• **Work instructions**: Please rewrite all the records below, swapping "A point per instance" for "One point for each instance" wherever it appears and keeping everything else the same. Leave the pictures out of your answer.

[Stored dataset items]
►
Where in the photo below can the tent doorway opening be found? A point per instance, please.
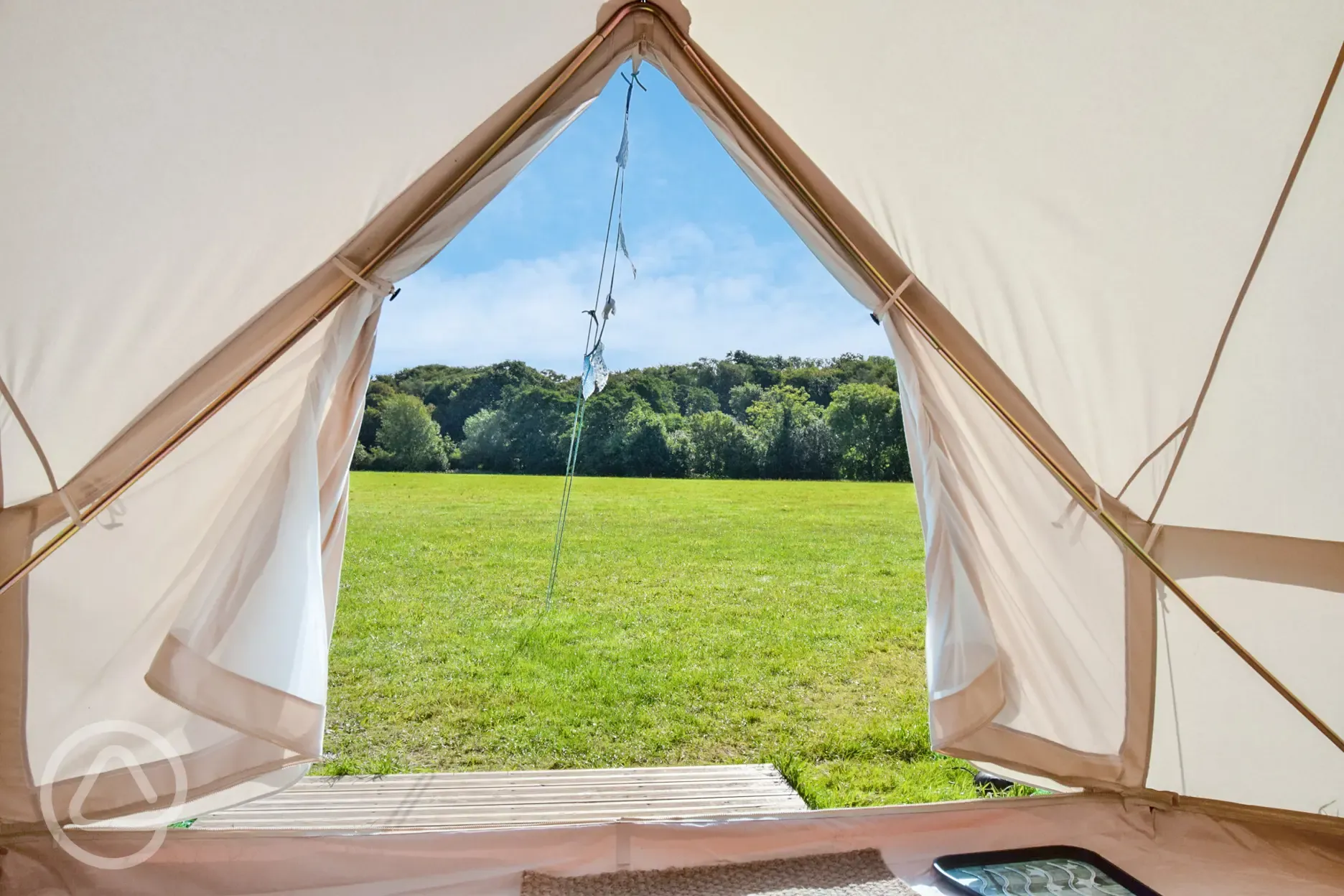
(741, 579)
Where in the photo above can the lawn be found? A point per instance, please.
(695, 621)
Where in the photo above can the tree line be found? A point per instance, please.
(744, 416)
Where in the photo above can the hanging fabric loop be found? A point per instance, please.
(594, 365)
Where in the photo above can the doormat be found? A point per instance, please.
(858, 874)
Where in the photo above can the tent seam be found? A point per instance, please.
(42, 456)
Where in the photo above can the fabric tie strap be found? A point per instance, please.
(374, 284)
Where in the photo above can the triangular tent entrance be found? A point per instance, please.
(1101, 241)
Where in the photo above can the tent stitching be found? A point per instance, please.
(1250, 274)
(42, 456)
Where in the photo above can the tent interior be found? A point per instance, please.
(1103, 243)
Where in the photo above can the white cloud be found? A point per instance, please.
(696, 296)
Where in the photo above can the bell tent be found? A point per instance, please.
(1103, 239)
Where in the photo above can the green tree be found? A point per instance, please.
(485, 442)
(647, 449)
(696, 399)
(378, 390)
(721, 448)
(744, 396)
(410, 436)
(870, 436)
(539, 421)
(793, 433)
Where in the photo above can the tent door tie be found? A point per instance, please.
(892, 302)
(374, 284)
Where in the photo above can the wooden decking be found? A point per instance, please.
(513, 800)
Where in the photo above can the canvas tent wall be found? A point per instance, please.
(1102, 241)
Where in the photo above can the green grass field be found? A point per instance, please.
(694, 622)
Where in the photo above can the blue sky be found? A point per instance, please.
(719, 269)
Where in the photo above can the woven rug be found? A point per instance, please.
(858, 874)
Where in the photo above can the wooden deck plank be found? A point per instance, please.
(514, 798)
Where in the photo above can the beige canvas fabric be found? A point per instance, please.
(1068, 199)
(1170, 849)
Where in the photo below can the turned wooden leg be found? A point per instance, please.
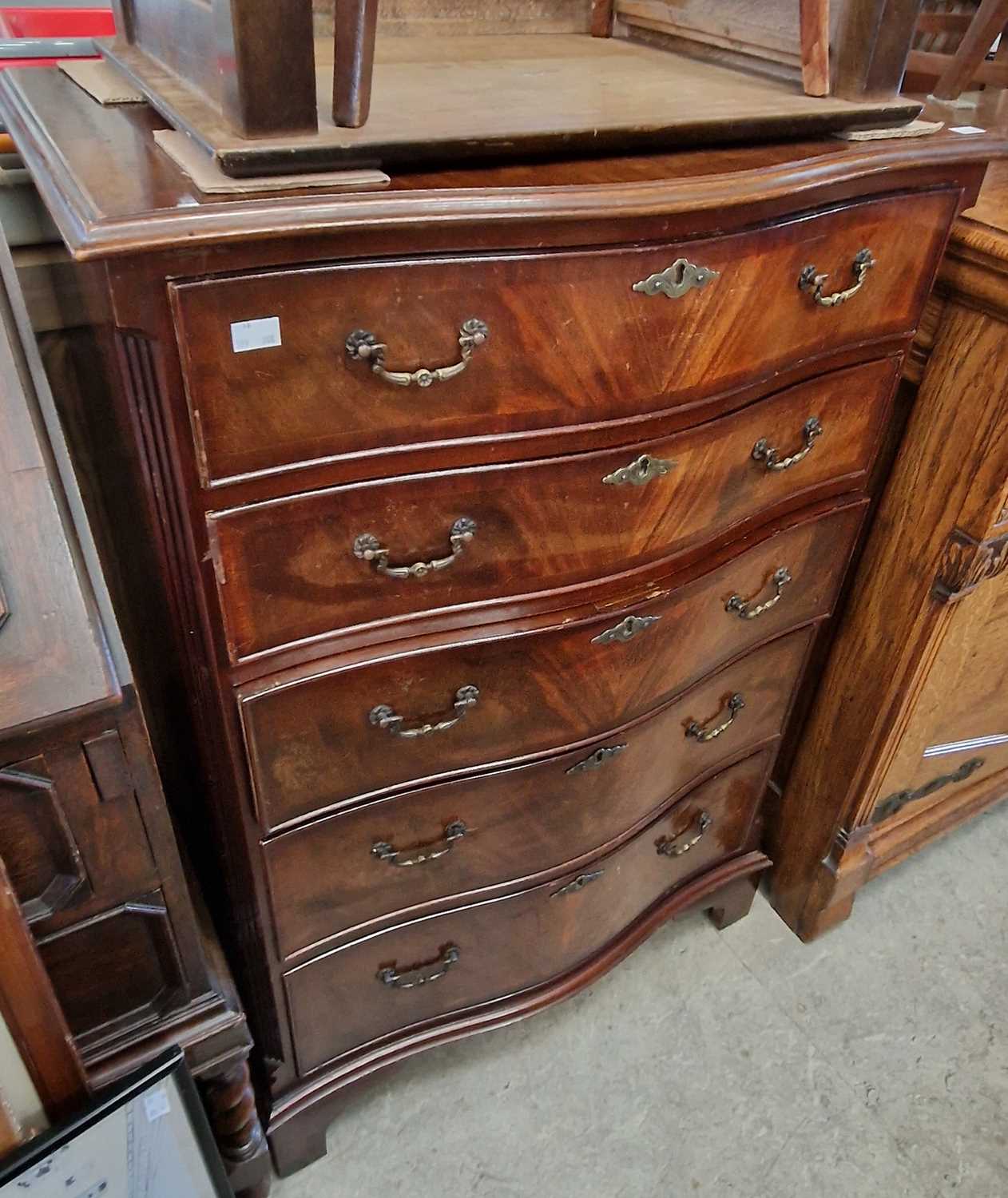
(732, 902)
(230, 1106)
(301, 1140)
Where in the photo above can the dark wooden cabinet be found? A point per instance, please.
(490, 633)
(85, 834)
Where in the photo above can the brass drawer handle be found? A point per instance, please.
(703, 735)
(677, 280)
(641, 471)
(369, 549)
(808, 280)
(383, 716)
(607, 752)
(364, 347)
(768, 457)
(626, 630)
(674, 846)
(579, 883)
(419, 975)
(744, 609)
(402, 858)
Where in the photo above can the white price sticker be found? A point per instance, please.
(256, 335)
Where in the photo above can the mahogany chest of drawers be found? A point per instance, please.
(500, 515)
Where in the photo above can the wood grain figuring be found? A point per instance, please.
(569, 339)
(442, 98)
(311, 745)
(288, 570)
(521, 822)
(511, 944)
(150, 204)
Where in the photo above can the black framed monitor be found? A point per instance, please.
(146, 1137)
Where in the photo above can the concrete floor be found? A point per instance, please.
(742, 1063)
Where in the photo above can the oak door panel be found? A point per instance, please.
(327, 879)
(312, 744)
(290, 569)
(511, 944)
(571, 342)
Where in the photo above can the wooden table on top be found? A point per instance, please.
(617, 601)
(909, 736)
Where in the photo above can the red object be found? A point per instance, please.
(54, 23)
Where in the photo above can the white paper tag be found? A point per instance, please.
(256, 335)
(156, 1105)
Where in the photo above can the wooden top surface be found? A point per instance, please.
(452, 97)
(112, 191)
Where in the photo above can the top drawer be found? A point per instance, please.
(569, 342)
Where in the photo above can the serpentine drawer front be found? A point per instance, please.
(557, 339)
(442, 841)
(498, 946)
(300, 568)
(325, 738)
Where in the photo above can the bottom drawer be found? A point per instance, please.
(446, 963)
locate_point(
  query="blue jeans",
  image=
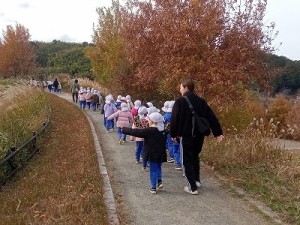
◄
• **Output of the task**:
Where in the photo below can the tent doorway opening be found? One point for each instance, please.
(741, 579)
Where in the photo above can the lawn be found? One point for each instance, please.
(695, 621)
Where in the photo above can the tree line be found? One point for each instance, please.
(744, 416)
Where in the photo above can the hanging fabric loop be found? One point for each instance, please.
(594, 365)
Where in the photo above can the doormat be found? One point for each instance, please.
(858, 874)
Where in the photo above can the tent seam be found? One point for each instance, please.
(42, 456)
Where in the photo above can the fabric tie strap be found? One point for each instance, please.
(374, 284)
Where in the photo above can the triangular tent entrance be found? One point for each instance, please.
(1101, 241)
Where in the photo above can the tent stitching be found? One point for each instance, please.
(1250, 274)
(42, 456)
Where in the photo above can the tent interior be found? One point for each instance, please.
(1103, 243)
Where in the photo above can the white cloud be found? One point for each instance, please.
(696, 296)
Where in the photo above can the bell tent be found? One point for each instance, please.
(1103, 239)
Where in the photo above can the green tree be found? One point for each instance, please.
(485, 442)
(647, 449)
(696, 399)
(378, 390)
(721, 448)
(744, 396)
(410, 436)
(870, 436)
(539, 421)
(793, 433)
Where in the photo above can the tent door tie be found? One point for each instance, please.
(892, 302)
(374, 284)
Where in the photo above can the wooden decking be found? One point for each instance, please.
(513, 800)
Where in the photo above can the canvas tent wall be found? One point for each instance, please.
(1102, 241)
Where in the photo above can the green grass field be found? One point for each instance, please.
(694, 622)
Where in the photo above can the blue sky be found? One point for each instance, please.
(719, 269)
Where in the photo above can the woven rug be found? One point for each instance, please.
(858, 874)
Where in the photo above can the wooden deck plank be found? One point for each instance, please.
(514, 798)
Where in the photo above can the beige canvas fabric be found? One point for each instance, please.
(1068, 199)
(1170, 849)
Where in the photo below can the turned wooden leg be found? One point for each instance, please.
(732, 902)
(230, 1106)
(301, 1140)
Where in the photo above can the dark wooden cabinet be found? One point for each instance, please.
(490, 633)
(85, 834)
Where in the photo above can the brass drawer handle be found? One point for each instance, please.
(703, 735)
(677, 280)
(641, 471)
(369, 549)
(808, 280)
(383, 716)
(607, 752)
(364, 347)
(768, 457)
(626, 630)
(674, 846)
(579, 883)
(419, 975)
(744, 609)
(402, 858)
Where in the photo above can the white price sticker be found? One point for each instance, please.
(256, 335)
Where in the photo above can the mahogany chest of drawers be found? One point for each instance, please.
(500, 515)
Where in the photo above can the wood grain figuring be found? One point for each instance, please.
(569, 339)
(442, 98)
(311, 745)
(288, 570)
(521, 822)
(511, 944)
(150, 204)
Where in the photo above can the black framed monitor be found? One point for each instance, please.
(146, 1137)
Where in the photo above can the concrete floor be found? One point for each instance, please.
(742, 1063)
Where in the photo above can the oak door panel be found? One point for each instance, please.
(327, 879)
(312, 744)
(290, 569)
(511, 944)
(571, 342)
Where in the photo above can the wooden table on top be found? One point for each instance, please.
(617, 601)
(909, 736)
Where in the photo above can the red object be found? One point for each instance, please.
(54, 23)
Where in the photo above can the white paper tag be found? One point for each instance, please.
(256, 335)
(156, 1105)
Where in the photo above can the wooden top surface be found? One point for each instance, please.
(452, 97)
(112, 191)
Where in the photo above can the top drawer be found? One point for each instance, please.
(569, 342)
Where in the photo above can the serpentine drawer front be found? One point for each instance, please.
(557, 339)
(442, 841)
(498, 946)
(300, 568)
(325, 738)
Where in the photo above can the bottom drawer be found? One point for each instance, please.
(446, 963)
locate_point(
  query="blue jeans",
  image=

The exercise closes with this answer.